### GIVEN EXERCISE 1
Return every line of the entries below that contains the word "thermometer", matching case exactly.

### PAGE
Live album by New Riders of the Purple Sage
- Released: 1993
- Recorded: 1975
- Genre: Country rock
- Label: Relix

New Riders of the Purple Sage chronology
| The Relix Bay Rock Shop, No. 1 (1992) | Live on Stage (1993) | Live in Japan (1994) |

= Live on Stage (New Riders of the Purple Sage album) =

Live on Stage is an album by the country rock band the New Riders of the Purple Sage. It was recorded live in 1975 at the Beacon Theatre in New York City and at the Keystone in Berkeley, California. It was released by Relix Records in 1993.

Professional ratings
Review scores
| Source | Rating |
| Allmusic | Star |

==The history of Live on Stage==

Tracks 1–6 were recorded on November 14 and/or November 15, 1975, at the Beacon Theatre in New York. Tracks 7–10 were recorded on May 17, 1975, at the Keystone in Berkeley.

Bluegrass fiddle player Vassar Clements sits in on two songs: "Glendale Train" and "Nadine".

The cover photo, by Mary Ann Mayer, depicts, from left to right, Spencer Dryden, John "Marmaduke" Dawson, David Nelson, Skip Battin, and Buddy Cage.

### GIVEN INFORMATION
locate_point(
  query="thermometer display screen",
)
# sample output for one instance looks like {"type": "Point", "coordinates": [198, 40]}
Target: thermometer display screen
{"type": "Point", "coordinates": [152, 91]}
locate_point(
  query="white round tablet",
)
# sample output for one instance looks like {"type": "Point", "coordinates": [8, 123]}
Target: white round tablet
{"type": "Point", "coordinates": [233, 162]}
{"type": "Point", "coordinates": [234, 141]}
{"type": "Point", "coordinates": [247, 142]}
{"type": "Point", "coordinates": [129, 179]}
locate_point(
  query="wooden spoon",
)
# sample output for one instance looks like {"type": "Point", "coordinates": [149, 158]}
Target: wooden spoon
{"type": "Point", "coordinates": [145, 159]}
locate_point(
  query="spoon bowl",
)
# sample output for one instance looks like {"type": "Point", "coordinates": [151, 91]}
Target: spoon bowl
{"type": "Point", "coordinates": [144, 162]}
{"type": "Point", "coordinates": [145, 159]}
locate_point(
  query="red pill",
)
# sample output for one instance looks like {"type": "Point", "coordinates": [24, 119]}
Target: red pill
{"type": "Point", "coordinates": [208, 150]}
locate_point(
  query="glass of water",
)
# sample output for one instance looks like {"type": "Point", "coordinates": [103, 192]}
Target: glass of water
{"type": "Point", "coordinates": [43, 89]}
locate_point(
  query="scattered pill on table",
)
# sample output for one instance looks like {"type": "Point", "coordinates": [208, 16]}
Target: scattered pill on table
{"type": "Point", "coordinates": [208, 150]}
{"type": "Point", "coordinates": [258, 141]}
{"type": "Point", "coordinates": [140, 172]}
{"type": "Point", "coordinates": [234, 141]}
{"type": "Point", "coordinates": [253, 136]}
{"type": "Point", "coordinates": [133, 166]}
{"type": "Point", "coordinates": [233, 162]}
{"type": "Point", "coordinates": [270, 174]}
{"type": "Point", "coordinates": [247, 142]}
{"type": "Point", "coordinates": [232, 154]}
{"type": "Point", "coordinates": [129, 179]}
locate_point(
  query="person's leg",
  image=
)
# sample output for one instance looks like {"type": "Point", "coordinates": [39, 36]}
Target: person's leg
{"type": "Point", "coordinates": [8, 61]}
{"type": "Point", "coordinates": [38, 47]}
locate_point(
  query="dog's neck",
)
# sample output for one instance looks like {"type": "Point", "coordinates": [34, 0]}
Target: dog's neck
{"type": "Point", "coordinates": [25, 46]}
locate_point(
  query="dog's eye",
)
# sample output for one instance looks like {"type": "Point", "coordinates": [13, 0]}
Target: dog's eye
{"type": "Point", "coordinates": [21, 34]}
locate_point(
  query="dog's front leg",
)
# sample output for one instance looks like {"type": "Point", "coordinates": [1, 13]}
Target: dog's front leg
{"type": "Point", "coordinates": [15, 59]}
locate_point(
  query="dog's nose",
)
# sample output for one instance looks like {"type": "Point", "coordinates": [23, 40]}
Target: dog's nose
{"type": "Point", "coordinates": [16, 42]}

### GIVEN EXERCISE 2
Reproduce the entire article about the Live on Stage album above, character for character.

### COMPLETE RESPONSE 1
  query="thermometer display screen",
Target: thermometer display screen

### COMPLETE RESPONSE 2
Live album by New Riders of the Purple Sage
- Released: 1993
- Recorded: 1975
- Genre: Country rock
- Label: Relix

New Riders of the Purple Sage chronology
| The Relix Bay Rock Shop, No. 1 (1992) | Live on Stage (1993) | Live in Japan (1994) |

= Live on Stage (New Riders of the Purple Sage album) =

Live on Stage is an album by the country rock band the New Riders of the Purple Sage. It was recorded live in 1975 at the Beacon Theatre in New York City and at the Keystone in Berkeley, California. It was released by Relix Records in 1993.

Professional ratings
Review scores
| Source | Rating |
| Allmusic | Star |

==The history of Live on Stage==

Tracks 1–6 were recorded on November 14 and/or November 15, 1975, at the Beacon Theatre in New York. Tracks 7–10 were recorded on May 17, 1975, at the Keystone in Berkeley.

Bluegrass fiddle player Vassar Clements sits in on two songs: "Glendale Train" and "Nadine".

The cover photo, by Mary Ann Mayer, depicts, from left to right, Spencer Dryden, John "Marmaduke" Dawson, David Nelson, Skip Battin, and Buddy Cage.